_LISTED ENTRIES_:
= Beginning of Section =

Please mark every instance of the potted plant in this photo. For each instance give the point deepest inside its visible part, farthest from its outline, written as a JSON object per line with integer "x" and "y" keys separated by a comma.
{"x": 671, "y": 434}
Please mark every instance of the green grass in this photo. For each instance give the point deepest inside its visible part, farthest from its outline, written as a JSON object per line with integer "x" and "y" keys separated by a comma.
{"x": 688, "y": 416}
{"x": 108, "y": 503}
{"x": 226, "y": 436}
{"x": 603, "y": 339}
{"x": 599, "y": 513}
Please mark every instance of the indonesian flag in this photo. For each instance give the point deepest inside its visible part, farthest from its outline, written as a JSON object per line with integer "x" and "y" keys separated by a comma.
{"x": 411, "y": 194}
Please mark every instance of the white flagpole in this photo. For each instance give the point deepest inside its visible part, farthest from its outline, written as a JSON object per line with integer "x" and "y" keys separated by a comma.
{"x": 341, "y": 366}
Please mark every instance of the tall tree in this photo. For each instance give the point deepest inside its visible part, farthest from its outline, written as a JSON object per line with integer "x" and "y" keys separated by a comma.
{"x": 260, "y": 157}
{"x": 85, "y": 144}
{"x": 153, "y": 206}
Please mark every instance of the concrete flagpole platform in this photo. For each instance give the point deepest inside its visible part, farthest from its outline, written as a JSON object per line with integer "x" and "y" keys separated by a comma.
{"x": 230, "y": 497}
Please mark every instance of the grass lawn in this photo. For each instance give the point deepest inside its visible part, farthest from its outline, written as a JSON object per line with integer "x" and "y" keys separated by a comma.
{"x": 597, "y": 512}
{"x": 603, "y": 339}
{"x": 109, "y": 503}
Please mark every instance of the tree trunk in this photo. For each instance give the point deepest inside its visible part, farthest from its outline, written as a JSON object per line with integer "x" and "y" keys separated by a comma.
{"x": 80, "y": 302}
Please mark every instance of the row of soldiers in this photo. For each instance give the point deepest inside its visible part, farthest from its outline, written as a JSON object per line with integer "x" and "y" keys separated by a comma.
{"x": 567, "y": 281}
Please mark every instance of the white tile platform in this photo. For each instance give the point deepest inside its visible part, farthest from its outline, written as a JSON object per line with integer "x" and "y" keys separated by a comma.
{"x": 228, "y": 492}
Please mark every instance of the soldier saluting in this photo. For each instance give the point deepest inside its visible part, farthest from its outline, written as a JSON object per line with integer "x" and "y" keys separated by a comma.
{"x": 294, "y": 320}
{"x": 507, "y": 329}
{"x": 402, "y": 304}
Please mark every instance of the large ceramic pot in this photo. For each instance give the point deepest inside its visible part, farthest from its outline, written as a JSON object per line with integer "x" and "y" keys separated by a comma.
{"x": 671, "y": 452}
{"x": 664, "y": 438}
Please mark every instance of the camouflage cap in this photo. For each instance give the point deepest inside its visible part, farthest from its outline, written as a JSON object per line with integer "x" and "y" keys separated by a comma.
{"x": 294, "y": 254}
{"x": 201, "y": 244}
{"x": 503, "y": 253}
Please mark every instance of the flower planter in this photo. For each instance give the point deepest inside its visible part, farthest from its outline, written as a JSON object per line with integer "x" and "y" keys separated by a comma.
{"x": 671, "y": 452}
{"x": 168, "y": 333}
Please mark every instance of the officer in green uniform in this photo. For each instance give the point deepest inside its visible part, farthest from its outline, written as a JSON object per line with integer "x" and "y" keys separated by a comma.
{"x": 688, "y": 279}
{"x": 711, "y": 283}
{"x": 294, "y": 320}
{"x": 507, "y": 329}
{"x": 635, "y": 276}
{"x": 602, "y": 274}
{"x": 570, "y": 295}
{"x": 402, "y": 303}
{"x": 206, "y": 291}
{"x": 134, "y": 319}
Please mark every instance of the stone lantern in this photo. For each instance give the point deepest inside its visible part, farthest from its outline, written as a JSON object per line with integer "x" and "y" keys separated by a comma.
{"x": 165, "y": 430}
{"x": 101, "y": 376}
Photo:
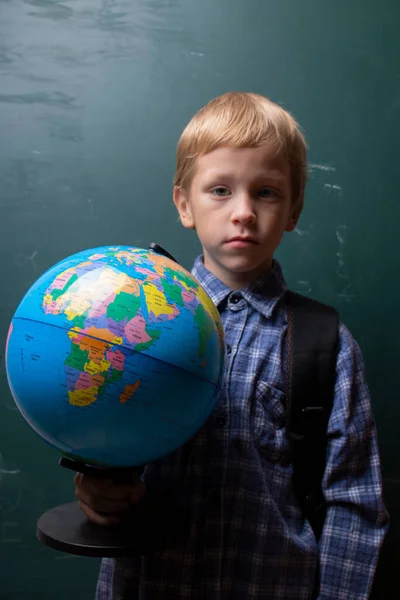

= End of Section =

Word for word, print every record, and leave out any picture.

_TASK SOLUTION_:
Please mark every instance of the potted plant in this photo. For each instance give the point deepest inside its visible part, farthest from its outline, written as a JSON object per line with integer "x" and "y" keys separated by a comma.
{"x": 671, "y": 434}
Please mark every instance of the green grass in this photo. For each instance give the point deepest inside its visible part, farthest from its outline, written as a JSON object per line with integer "x" and "y" keys separated by a comma.
{"x": 688, "y": 416}
{"x": 108, "y": 503}
{"x": 226, "y": 436}
{"x": 603, "y": 339}
{"x": 599, "y": 513}
Please mark every instance of the indonesian flag in this photo. For each instance give the point deepest inside its visible part, farthest from its outline, written as a JSON object per line with integer "x" and "y" keys separated by a comma.
{"x": 411, "y": 194}
Please mark every instance of the white flagpole in this photo. For each instance give the point deepest inside its visible part, farthest from its outline, written as a JSON object per line with integer "x" and "y" keys separated by a comma.
{"x": 341, "y": 366}
Please mark every instance of the tall tree in this photo. For each instance give the point deepest inside its visible part, farthest from its outline, written as a JSON object per line with integer "x" and "y" keys separated by a comma.
{"x": 260, "y": 157}
{"x": 85, "y": 144}
{"x": 153, "y": 206}
Please mark every instance of the concrete flagpole platform in this photo. For each instance give the point deepest inside its visible part, farthest from its outline, written as a JSON object per line with integer "x" and "y" keys separated by a comma.
{"x": 230, "y": 497}
Please mark every instance of the grass lawn in this photo. For each instance give the point deepest inside its visible part, farthest from its outline, written as a JSON object per line with integer "x" and "y" keys separated by a comma.
{"x": 597, "y": 512}
{"x": 603, "y": 339}
{"x": 109, "y": 503}
Please mark every instance of the tree trunk in this photo. For each instance give the point deepest inside its visible part, farthest from its outline, written as a JSON object per line with integer "x" and "y" keys separated by a comma.
{"x": 80, "y": 302}
Please mark every instance of the row of soldiers in this photo. For each instance give the point deepest inside its visible part, farthest from its outline, written as a JSON object per line with integer "x" and "y" keys separated by a comma.
{"x": 567, "y": 281}
Please mark every instance of the white tile platform in this photo. For each instance give the point deepest inside its visible part, farthest from its outline, written as a JSON object per line with integer "x" and "y" keys separated by a comma.
{"x": 228, "y": 492}
Please mark every instance of the soldier saluting in this photo. For each instance give the point deepest inside its visible part, farthest from its outline, written as a JSON object per line with integer "x" and "y" keys separated by a comma.
{"x": 294, "y": 320}
{"x": 507, "y": 329}
{"x": 402, "y": 304}
Please mark every instance of the large ceramic pot in this photo. For each instance give the point deepest inside its visible part, farthest from its outline, written as a JSON object per line with integer "x" and "y" keys separated by a comma.
{"x": 671, "y": 452}
{"x": 664, "y": 438}
Please mark every instance of the camouflage cap in this photo. For each instance give the point deepest inside its visible part, farthest from its outline, written as a JSON object per line with integer "x" and "y" keys separated by a comma.
{"x": 294, "y": 254}
{"x": 201, "y": 244}
{"x": 503, "y": 253}
Please mark every instance of the flower planter in this photo. For each instance give the point deepest inside its visible part, farthest from its outline, written as a JSON object per line with integer "x" and "y" keys separated by a comma.
{"x": 671, "y": 452}
{"x": 168, "y": 333}
Please mark every instance of the officer in green uniform in this photo. For each instance give the point deepest inside its visible part, farthest from its outline, written as a JSON object per line with integer "x" and "y" keys separated by a comma.
{"x": 688, "y": 279}
{"x": 711, "y": 283}
{"x": 294, "y": 320}
{"x": 507, "y": 329}
{"x": 635, "y": 276}
{"x": 602, "y": 274}
{"x": 570, "y": 295}
{"x": 402, "y": 303}
{"x": 206, "y": 291}
{"x": 134, "y": 319}
Please mark every instance of the stone lantern in this photo. For each instance give the point deepest inside its visible part, farthest from its outline, written as a JSON object per line with integer "x" and "y" keys separated by a comma.
{"x": 165, "y": 430}
{"x": 101, "y": 376}
Photo:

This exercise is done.